Artigo:
● ● ●
A cidade em busca de novo endereço


Há um ditado que diz: não se pode vencer a batalha contra as águas. A cidade de Brasiléia, no Acre, chegou logo à mesma conclusão. Como se não bastasse enfrentar uma cheia histórica em 2015, a cidade assistiu pasmada o nível do rio Acre, em cujas margens fica localizada, subir para níveis nunca registrados em seus mais de 100 anos de história.

A águas tanto subiram que afetaram, além da zona urbana, também a zona rural. Aproximadamente 75% da área do município acabou debaixo da água. Entre 13 e 15 mil pessoas - de uma população de 26 mil habitantes - sofreram algum transtorno por causa da inundação, sendo 1.276 desabrigados e 2.220 desalojados.

A cheia do rio provocou a destruição de 20 pontes, deixando centenas de pessoas isoladas na zona rual, e o município isolado de outras cidades.

As cheias se tornaram mais frequentes e intensas com o aquecimento. A solução, segundo a prefeitura: realocar a cidade para uma área mais elevada.

Brasiléia mostra bem o imbróglio em que nos metemos. A cidade convivia historicamente - como milhares de outras cidades brasileiras - com o problema das enchentes. Nunca uma solução satisfatória foi dada para o problema. Até o ponto em que, no mundo em mudança, o problema começou a ficar insustentável.
● ● ●
Entradas de um conjunto de dados
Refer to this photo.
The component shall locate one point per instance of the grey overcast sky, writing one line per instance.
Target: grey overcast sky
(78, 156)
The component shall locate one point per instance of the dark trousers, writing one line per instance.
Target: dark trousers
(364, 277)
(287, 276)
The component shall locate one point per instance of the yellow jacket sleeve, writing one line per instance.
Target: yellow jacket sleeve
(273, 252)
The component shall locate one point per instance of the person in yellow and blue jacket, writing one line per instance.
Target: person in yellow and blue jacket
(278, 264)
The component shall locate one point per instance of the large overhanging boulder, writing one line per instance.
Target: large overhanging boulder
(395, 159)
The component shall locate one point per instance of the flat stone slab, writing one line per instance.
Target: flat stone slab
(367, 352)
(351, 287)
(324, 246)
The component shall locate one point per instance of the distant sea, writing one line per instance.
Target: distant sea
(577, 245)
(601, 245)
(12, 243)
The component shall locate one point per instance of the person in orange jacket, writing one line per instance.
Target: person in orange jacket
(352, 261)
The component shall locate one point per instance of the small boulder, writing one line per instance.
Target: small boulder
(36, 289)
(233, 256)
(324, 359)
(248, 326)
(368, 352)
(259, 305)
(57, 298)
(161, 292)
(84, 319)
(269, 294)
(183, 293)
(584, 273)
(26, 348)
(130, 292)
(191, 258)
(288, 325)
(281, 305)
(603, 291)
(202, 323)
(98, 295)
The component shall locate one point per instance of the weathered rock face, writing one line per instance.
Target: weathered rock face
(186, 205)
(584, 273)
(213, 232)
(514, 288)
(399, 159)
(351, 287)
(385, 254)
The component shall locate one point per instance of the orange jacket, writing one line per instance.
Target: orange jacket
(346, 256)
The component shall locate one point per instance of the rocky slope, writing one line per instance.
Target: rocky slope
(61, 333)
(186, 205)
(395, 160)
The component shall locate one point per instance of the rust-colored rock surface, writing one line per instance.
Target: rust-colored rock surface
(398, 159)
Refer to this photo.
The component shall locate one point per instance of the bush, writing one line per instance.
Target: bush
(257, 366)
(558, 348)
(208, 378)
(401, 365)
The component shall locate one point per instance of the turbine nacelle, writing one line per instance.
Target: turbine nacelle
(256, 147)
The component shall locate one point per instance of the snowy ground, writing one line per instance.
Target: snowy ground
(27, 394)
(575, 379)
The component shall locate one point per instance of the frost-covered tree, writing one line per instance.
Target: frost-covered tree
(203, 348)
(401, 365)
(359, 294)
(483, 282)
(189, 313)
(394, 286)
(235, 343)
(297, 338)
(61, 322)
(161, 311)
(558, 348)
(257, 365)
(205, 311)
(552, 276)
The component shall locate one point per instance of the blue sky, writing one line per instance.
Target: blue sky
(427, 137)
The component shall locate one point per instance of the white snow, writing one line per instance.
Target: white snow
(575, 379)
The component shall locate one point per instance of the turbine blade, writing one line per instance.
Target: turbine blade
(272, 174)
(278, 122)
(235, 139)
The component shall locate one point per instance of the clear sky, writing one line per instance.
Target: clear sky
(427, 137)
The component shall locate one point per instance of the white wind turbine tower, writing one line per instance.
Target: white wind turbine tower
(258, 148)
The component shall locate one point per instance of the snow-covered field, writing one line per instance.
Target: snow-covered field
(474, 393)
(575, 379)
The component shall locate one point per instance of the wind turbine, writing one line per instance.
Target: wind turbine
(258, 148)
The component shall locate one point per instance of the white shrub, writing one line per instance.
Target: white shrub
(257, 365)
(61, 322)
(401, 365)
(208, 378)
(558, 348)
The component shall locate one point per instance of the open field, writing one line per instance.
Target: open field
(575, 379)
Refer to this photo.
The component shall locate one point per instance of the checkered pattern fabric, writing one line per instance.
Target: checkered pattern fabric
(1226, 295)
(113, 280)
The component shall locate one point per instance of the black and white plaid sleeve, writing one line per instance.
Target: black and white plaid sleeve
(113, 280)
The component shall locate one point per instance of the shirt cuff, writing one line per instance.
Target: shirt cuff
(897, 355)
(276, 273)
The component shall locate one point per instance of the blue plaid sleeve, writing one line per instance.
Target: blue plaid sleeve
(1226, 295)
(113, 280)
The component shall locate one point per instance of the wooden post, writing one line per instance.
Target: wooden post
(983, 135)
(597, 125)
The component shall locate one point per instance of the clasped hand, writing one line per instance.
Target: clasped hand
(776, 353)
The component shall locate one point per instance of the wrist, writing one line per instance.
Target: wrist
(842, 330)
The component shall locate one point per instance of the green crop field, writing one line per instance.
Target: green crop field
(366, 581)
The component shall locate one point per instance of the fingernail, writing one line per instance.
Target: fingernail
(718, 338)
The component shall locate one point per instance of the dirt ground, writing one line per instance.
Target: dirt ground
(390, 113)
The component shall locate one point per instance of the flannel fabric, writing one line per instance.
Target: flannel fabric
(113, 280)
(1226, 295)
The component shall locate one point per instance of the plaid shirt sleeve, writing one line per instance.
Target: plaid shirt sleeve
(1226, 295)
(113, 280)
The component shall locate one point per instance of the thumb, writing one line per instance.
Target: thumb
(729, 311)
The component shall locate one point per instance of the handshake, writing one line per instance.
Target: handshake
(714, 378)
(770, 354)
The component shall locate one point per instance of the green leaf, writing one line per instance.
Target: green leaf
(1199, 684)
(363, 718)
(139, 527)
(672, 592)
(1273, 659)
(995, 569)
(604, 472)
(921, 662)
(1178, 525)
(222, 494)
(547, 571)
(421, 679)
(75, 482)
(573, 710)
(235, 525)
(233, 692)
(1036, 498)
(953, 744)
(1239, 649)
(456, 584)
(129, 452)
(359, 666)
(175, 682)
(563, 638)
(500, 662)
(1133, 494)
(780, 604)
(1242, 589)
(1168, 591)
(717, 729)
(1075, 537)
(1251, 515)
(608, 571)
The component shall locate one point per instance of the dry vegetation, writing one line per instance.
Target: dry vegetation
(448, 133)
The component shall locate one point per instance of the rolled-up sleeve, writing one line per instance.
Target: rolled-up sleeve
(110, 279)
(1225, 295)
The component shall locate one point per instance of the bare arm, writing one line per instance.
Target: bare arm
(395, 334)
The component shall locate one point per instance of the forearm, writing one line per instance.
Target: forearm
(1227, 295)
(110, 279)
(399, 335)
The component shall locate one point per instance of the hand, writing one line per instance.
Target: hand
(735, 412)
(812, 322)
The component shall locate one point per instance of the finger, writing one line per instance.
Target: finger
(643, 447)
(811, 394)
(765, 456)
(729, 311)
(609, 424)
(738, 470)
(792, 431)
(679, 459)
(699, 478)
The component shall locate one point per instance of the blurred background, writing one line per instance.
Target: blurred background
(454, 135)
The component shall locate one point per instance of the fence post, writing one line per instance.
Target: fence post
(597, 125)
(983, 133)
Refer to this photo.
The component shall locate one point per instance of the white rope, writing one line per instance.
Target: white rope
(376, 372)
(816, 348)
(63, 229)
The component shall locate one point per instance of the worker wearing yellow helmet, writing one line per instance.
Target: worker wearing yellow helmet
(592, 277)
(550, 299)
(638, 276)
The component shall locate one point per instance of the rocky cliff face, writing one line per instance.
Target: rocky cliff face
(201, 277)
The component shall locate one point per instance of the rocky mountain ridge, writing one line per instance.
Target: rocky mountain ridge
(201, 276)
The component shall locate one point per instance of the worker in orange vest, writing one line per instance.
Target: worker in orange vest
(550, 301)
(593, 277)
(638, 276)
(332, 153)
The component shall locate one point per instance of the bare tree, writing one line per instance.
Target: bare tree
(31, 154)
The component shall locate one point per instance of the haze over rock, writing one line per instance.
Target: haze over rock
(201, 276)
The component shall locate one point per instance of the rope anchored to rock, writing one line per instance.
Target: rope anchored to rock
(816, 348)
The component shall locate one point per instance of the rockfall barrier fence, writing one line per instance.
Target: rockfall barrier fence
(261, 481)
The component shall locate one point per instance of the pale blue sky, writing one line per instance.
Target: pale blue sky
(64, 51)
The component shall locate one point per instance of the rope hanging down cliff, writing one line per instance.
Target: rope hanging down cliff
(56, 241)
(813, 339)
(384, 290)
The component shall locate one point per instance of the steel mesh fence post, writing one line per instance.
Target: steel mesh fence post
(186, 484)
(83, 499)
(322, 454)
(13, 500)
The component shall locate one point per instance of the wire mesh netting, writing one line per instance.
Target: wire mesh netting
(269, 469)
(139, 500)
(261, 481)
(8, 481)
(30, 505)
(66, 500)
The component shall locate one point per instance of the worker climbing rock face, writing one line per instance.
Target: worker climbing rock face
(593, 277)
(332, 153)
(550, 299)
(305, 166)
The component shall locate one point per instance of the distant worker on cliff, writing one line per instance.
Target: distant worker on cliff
● ● ●
Tarefa proposta 1:
Reproduza, sem nenhuma alteração, o trecho do artigo sobre a cheia em Brasiléia que vai de "A águas tanto" a "de outras cidades.".
Tarefa proposta 2:
Organize em uma tabela Markdown, com as colunas Número e Linha, os registros da linha com "on cliff, writing one line per instance." até o fim dos registros. Numere cada linha e deixe de fora as linhas em branco.

Resposta completa 1:
A águas tanto subiram que afetaram, além da zona urbana, também a zona rural. Aproximadamente 75% da área do município acabou debaixo da água. Entre 13 e 15 mil pessoas - de uma população de 26 mil habitantes - sofreram algum transtorno por causa da inundação, sendo 1.276 desabrigados e 2.220 desalojados.

A cheia do rio provocou a destruição de 20 pontes, deixando centenas de pessoas isoladas na zona rual, e o município isolado de outras cidades.

Resposta completa 2:
| Número | Linha |
|---|---|
| 1 | The component shall locate one point per instance of the distant worker on cliff, writing one line per instance. |
| 2 | Target: distant worker on cliff |